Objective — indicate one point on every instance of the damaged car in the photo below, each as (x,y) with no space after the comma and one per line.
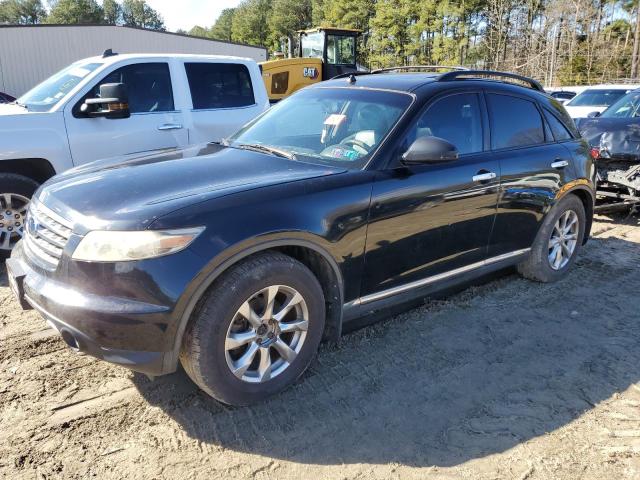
(614,136)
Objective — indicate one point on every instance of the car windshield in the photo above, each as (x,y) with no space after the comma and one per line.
(44,96)
(596,98)
(332,126)
(627,107)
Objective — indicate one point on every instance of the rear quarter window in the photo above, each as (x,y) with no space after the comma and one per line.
(559,130)
(515,122)
(219,85)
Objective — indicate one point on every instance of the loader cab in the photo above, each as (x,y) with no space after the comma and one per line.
(322,54)
(336,47)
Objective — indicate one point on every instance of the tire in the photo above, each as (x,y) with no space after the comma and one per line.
(217,317)
(20,189)
(538,265)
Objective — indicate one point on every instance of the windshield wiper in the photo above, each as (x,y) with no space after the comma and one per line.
(257,147)
(15,102)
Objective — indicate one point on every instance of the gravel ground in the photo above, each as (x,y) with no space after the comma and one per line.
(508,379)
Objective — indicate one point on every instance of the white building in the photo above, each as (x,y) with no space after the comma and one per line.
(29,54)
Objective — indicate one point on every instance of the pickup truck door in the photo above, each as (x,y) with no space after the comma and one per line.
(154,124)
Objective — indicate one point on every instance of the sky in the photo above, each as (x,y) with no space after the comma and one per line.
(185,14)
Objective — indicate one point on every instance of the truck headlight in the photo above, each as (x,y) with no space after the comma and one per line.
(122,246)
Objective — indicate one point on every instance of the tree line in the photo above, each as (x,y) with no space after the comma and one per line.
(559,42)
(132,13)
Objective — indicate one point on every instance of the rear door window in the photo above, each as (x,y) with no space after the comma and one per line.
(219,85)
(515,122)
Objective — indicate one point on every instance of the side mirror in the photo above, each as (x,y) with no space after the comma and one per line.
(425,150)
(113,102)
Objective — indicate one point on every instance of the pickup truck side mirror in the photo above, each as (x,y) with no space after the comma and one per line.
(113,102)
(426,150)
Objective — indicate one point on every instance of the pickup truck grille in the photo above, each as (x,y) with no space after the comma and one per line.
(46,234)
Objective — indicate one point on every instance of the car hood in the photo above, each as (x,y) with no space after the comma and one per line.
(616,137)
(12,109)
(130,193)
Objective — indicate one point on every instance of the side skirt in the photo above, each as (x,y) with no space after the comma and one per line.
(421,288)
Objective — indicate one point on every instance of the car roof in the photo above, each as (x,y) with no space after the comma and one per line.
(115,58)
(410,82)
(404,82)
(612,87)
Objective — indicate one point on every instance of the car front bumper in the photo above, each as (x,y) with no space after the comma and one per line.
(129,332)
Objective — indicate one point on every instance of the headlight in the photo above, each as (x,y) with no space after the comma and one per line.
(112,246)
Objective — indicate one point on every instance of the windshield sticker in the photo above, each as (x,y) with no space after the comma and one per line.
(335,119)
(343,153)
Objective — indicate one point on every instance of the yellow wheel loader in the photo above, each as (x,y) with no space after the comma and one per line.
(322,54)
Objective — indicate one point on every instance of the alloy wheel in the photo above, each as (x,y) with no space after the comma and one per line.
(13,210)
(266,333)
(564,239)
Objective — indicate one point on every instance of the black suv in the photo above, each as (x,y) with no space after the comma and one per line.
(349,197)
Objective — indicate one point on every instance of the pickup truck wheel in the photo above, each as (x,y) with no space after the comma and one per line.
(15,193)
(256,331)
(557,243)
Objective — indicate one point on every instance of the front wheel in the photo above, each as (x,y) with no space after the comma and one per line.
(256,331)
(558,242)
(15,194)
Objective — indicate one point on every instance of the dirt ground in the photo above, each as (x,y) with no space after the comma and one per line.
(510,379)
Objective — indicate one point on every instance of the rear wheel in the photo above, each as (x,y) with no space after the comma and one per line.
(256,331)
(15,194)
(557,243)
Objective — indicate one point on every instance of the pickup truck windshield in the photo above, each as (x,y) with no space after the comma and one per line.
(333,126)
(44,96)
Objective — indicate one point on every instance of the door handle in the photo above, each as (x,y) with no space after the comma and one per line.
(483,177)
(559,164)
(170,126)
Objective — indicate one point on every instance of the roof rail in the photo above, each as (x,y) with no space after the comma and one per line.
(348,74)
(460,75)
(410,68)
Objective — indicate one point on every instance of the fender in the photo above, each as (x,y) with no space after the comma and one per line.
(35,135)
(583,186)
(217,267)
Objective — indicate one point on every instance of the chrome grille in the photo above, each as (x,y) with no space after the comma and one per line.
(46,234)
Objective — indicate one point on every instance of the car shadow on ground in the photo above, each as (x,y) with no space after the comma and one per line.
(453,380)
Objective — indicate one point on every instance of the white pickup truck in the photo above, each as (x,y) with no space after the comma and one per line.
(117,105)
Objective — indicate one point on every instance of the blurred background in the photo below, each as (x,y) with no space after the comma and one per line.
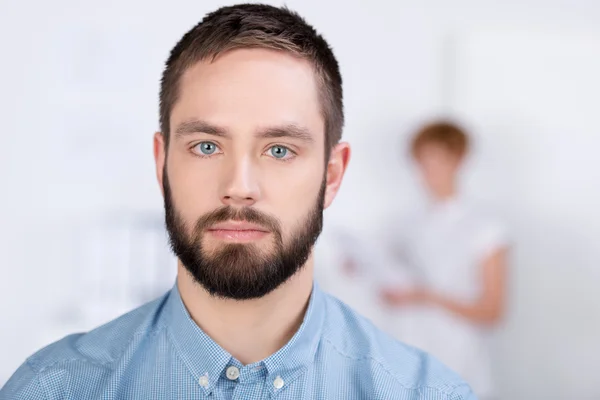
(80,208)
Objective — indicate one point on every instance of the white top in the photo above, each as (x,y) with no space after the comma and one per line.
(443,247)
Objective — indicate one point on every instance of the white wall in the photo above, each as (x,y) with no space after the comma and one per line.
(79,104)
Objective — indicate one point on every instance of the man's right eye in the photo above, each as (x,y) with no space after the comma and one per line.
(205,148)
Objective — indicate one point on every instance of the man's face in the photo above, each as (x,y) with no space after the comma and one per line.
(244,178)
(438,167)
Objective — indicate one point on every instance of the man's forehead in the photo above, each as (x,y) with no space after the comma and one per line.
(252,88)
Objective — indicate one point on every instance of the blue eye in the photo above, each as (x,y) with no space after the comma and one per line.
(207,148)
(279,151)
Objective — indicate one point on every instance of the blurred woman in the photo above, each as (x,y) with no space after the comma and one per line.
(457,255)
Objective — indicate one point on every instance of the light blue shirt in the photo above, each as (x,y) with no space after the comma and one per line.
(158,352)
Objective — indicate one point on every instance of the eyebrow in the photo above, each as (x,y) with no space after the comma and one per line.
(292,131)
(199,126)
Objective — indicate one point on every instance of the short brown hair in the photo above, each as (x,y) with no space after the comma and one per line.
(443,133)
(256,26)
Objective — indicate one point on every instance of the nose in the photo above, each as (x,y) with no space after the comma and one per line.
(240,184)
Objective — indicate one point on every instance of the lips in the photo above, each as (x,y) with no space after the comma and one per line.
(237,231)
(235,226)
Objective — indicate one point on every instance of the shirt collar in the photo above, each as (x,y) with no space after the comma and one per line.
(207,361)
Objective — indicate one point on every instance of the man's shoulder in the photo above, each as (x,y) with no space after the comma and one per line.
(102,346)
(394,364)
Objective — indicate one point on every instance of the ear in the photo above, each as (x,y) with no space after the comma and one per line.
(159,158)
(336,167)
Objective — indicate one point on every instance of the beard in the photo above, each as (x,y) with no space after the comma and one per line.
(241,271)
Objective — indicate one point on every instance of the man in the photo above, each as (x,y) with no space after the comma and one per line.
(247,158)
(457,255)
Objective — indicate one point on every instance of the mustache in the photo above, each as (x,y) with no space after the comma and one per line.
(247,214)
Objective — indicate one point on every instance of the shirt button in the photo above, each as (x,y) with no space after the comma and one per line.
(278,383)
(233,373)
(203,381)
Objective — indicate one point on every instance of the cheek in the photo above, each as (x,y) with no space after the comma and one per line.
(193,189)
(293,193)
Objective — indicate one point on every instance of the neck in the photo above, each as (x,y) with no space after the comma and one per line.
(447,192)
(249,330)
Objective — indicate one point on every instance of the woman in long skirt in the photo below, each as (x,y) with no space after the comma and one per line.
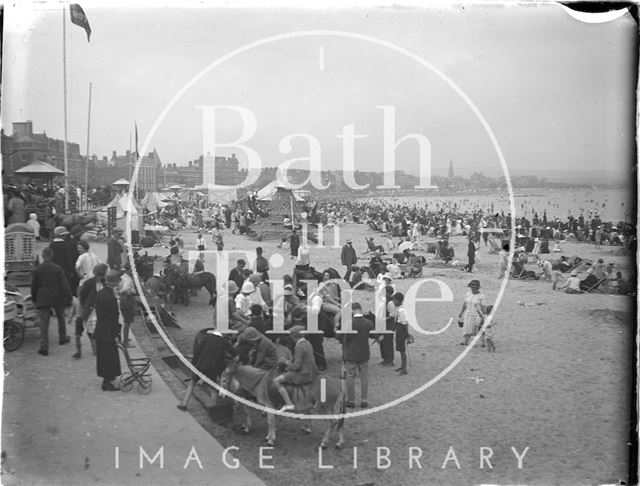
(107,332)
(472,312)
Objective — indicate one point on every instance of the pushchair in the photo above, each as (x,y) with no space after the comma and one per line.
(138,368)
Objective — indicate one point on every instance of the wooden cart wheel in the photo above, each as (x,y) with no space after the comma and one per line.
(13,335)
(144,385)
(126,383)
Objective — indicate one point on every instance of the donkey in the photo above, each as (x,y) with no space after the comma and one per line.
(306,398)
(183,282)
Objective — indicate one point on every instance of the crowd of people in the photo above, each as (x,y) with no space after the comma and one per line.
(71,280)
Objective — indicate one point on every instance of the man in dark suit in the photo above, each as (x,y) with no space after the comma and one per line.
(61,255)
(356,355)
(210,350)
(236,273)
(107,332)
(294,243)
(114,250)
(50,290)
(302,370)
(348,258)
(257,322)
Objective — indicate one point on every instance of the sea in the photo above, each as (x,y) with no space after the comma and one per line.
(613,205)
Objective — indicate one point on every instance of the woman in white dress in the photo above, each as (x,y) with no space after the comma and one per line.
(473,310)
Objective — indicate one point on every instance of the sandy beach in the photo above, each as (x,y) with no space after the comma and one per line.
(557,389)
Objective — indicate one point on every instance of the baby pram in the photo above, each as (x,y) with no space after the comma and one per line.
(138,368)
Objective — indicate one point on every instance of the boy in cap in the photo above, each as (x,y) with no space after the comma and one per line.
(300,371)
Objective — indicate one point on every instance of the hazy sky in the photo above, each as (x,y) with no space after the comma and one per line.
(556,92)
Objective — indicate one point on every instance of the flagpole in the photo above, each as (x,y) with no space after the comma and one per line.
(129,159)
(135,124)
(86,167)
(64,85)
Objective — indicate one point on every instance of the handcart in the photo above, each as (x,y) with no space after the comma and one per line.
(19,314)
(138,368)
(19,252)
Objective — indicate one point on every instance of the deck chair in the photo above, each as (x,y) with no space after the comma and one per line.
(597,286)
(372,247)
(415,266)
(519,271)
(494,246)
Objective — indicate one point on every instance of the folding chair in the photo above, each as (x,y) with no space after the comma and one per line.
(597,287)
(415,266)
(372,248)
(494,246)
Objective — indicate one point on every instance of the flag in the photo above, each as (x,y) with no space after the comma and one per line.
(79,18)
(137,155)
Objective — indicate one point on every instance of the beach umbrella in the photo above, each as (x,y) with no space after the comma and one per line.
(39,168)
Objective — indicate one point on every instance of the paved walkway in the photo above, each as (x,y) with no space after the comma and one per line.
(59,427)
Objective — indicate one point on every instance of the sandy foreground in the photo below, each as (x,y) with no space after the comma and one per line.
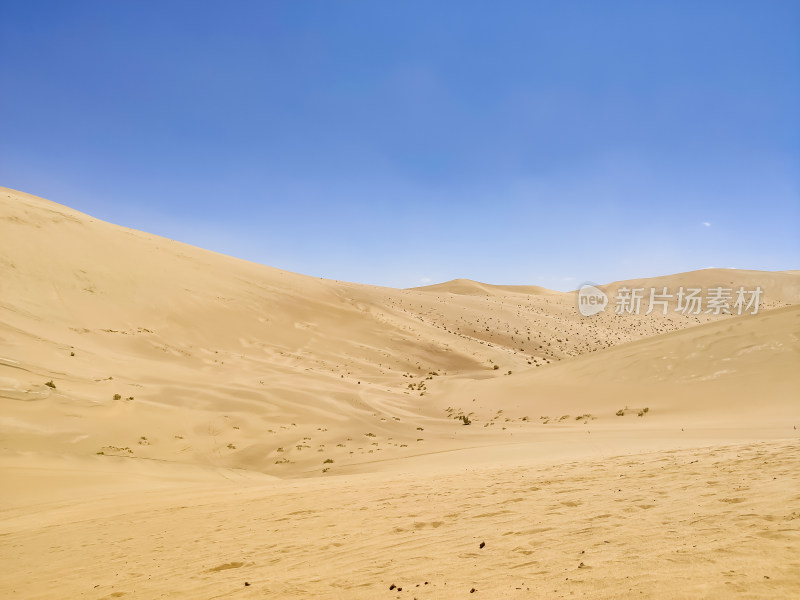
(178,423)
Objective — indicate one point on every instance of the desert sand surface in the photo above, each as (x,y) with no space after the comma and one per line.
(179,423)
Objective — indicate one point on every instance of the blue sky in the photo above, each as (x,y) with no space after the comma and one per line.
(397,143)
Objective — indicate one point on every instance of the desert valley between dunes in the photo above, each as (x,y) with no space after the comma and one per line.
(178,423)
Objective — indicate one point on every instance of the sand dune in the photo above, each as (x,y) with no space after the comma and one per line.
(142,378)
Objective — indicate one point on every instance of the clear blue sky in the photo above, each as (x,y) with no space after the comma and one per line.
(394,143)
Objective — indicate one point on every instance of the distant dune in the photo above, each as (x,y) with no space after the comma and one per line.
(148,385)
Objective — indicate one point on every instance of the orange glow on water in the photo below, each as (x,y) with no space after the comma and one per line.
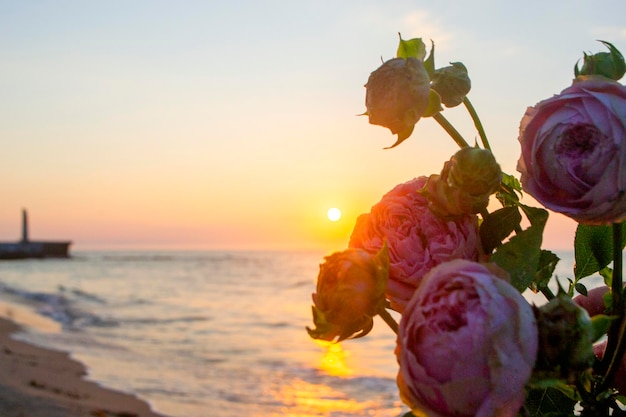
(305,399)
(333,361)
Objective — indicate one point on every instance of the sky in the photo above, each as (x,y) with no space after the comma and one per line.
(234,124)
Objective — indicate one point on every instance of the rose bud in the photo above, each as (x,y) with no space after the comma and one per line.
(573,152)
(466,345)
(350,292)
(452,84)
(565,337)
(397,94)
(607,64)
(465,184)
(417,238)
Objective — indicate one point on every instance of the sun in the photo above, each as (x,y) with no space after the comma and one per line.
(333,214)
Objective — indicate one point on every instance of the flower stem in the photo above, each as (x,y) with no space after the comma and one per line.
(477,123)
(447,126)
(616,344)
(391,322)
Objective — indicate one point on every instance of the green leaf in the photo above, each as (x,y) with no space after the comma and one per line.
(413,48)
(508,194)
(521,254)
(429,64)
(580,288)
(402,136)
(593,248)
(549,402)
(607,275)
(497,226)
(600,324)
(545,269)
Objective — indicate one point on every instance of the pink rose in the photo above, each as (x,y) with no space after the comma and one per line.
(417,238)
(573,158)
(350,292)
(467,343)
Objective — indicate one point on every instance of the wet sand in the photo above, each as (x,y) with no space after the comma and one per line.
(37,382)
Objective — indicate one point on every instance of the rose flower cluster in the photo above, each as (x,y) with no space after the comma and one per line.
(468,342)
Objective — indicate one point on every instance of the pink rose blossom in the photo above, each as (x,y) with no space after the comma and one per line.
(573,158)
(467,343)
(417,238)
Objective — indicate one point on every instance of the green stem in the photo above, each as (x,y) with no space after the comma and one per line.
(391,322)
(616,343)
(547,292)
(479,126)
(447,126)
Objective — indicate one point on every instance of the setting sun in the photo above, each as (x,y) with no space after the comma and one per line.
(334,214)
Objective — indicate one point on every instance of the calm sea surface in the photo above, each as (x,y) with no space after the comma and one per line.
(205,333)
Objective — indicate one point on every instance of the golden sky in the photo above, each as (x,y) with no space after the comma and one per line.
(232,125)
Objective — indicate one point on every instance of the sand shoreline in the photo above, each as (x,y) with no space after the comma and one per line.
(38,382)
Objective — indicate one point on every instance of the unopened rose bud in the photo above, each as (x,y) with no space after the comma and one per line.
(465,184)
(350,292)
(452,84)
(607,64)
(565,337)
(397,94)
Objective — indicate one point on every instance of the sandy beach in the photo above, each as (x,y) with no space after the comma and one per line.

### Work to be completed
Retype only the lines running from the line with "the rose flower" to the end of the listing, including both of those lines.

### Written solution
Objective — indicate one point on every instance of the rose flower cluster in the photo above, each as (x,y) with no space after the comma and one per line.
(468,342)
Objective — indicate one point on every instance of the pink rose blossom in the photo above, each as (x,y) with no space after the comma and one per line.
(573,158)
(467,343)
(417,238)
Objective — indicate one point on every instance of the green stem in the photo above, each as (x,y) with no space after the comma and one per line.
(391,322)
(616,343)
(547,292)
(479,126)
(447,126)
Objective — indicate one point on every instance of the setting sun in the photo above, each as (x,y) with no space after the comma and one per line.
(334,214)
Objective — indicate one point on every instance of the calm sea surface in the photo above, each as (x,y) with no space after the comma and one per line.
(205,333)
Objective — indicate one point on every instance of the golden sky in the photo above, each as (x,y) with no space after the comma and one per line.
(232,125)
Objective — indicate one point on every instance of the sand shoreline in the photo above, each as (x,y) with no space after the comma and one per line.
(38,382)
Objective — indicate one point on every instance of the unopened rose bud in the photo above, each as (x,y) with no space after the comma and one per line.
(465,184)
(350,292)
(452,84)
(607,64)
(565,337)
(397,94)
Objective — indicate one point on every instance of the sandy beach in the photo above, each as (x,y) with no space after the comma and one per line.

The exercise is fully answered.